● Exercise instructions
Copy out all of the saved entries below line for line, keeping every character unchanged.
— Start Exercise input —
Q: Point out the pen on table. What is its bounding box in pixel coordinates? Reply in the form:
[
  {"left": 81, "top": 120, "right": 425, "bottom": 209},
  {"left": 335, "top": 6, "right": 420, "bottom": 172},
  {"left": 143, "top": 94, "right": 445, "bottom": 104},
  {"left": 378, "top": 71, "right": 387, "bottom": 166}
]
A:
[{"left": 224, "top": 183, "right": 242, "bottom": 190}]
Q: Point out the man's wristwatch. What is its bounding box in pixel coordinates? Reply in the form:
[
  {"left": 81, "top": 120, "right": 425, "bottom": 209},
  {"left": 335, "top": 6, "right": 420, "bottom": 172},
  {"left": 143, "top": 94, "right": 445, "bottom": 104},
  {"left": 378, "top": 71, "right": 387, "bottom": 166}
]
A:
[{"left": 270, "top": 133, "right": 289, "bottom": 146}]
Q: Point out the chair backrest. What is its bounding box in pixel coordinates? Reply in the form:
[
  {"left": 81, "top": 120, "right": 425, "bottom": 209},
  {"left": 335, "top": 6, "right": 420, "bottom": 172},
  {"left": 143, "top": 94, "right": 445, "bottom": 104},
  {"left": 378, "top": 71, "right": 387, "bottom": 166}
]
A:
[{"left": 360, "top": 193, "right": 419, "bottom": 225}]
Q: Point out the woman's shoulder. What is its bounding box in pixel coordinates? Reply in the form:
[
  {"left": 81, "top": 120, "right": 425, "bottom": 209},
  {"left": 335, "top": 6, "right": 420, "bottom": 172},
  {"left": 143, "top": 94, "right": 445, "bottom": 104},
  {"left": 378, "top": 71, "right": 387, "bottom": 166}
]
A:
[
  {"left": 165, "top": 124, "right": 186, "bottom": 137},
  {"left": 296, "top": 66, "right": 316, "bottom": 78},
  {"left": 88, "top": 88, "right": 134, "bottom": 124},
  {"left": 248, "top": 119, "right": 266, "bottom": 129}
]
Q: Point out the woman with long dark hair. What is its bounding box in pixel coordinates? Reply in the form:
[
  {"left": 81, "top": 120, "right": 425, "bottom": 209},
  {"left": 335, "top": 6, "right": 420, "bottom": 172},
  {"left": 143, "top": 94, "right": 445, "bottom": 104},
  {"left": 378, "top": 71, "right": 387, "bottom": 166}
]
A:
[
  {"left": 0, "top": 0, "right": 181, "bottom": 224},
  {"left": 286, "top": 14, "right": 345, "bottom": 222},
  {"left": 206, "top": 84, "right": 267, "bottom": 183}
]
— End Exercise input —
● Reply
Q: Point out the pen on table. What is its bounding box in pixel coordinates? Reply in the form:
[
  {"left": 81, "top": 120, "right": 425, "bottom": 209},
  {"left": 335, "top": 6, "right": 420, "bottom": 172},
  {"left": 143, "top": 94, "right": 445, "bottom": 104},
  {"left": 378, "top": 71, "right": 387, "bottom": 166}
]
A:
[{"left": 224, "top": 183, "right": 242, "bottom": 190}]
Q: Point out the man's wristwatch. What is its bounding box in pixel coordinates? Reply in the form:
[
  {"left": 81, "top": 120, "right": 425, "bottom": 209},
  {"left": 335, "top": 6, "right": 420, "bottom": 172},
  {"left": 143, "top": 94, "right": 445, "bottom": 104},
  {"left": 378, "top": 71, "right": 387, "bottom": 166}
]
A:
[{"left": 270, "top": 133, "right": 289, "bottom": 146}]
Q: Point out the chair backrest. What is its bounding box in pixel coordinates? Reply in the form:
[
  {"left": 81, "top": 120, "right": 425, "bottom": 209},
  {"left": 335, "top": 6, "right": 420, "bottom": 172},
  {"left": 143, "top": 94, "right": 445, "bottom": 104},
  {"left": 378, "top": 71, "right": 387, "bottom": 166}
]
A:
[{"left": 360, "top": 193, "right": 419, "bottom": 225}]
Q: Point out the woman's shoulder. What is its bounding box in pixel coordinates? Reply in the form:
[
  {"left": 81, "top": 120, "right": 425, "bottom": 209},
  {"left": 335, "top": 6, "right": 420, "bottom": 172},
  {"left": 143, "top": 94, "right": 445, "bottom": 104},
  {"left": 378, "top": 71, "right": 387, "bottom": 166}
]
A:
[
  {"left": 165, "top": 124, "right": 186, "bottom": 137},
  {"left": 296, "top": 66, "right": 316, "bottom": 78},
  {"left": 88, "top": 88, "right": 134, "bottom": 124},
  {"left": 248, "top": 119, "right": 266, "bottom": 129}
]
Q: Point out the woman with long dark hair. What is its bounding box in pixel coordinates? Reply in the form:
[
  {"left": 81, "top": 120, "right": 425, "bottom": 209},
  {"left": 335, "top": 6, "right": 420, "bottom": 172},
  {"left": 143, "top": 94, "right": 445, "bottom": 104},
  {"left": 378, "top": 71, "right": 387, "bottom": 166}
]
A:
[
  {"left": 0, "top": 0, "right": 181, "bottom": 224},
  {"left": 286, "top": 14, "right": 345, "bottom": 222},
  {"left": 206, "top": 84, "right": 267, "bottom": 183}
]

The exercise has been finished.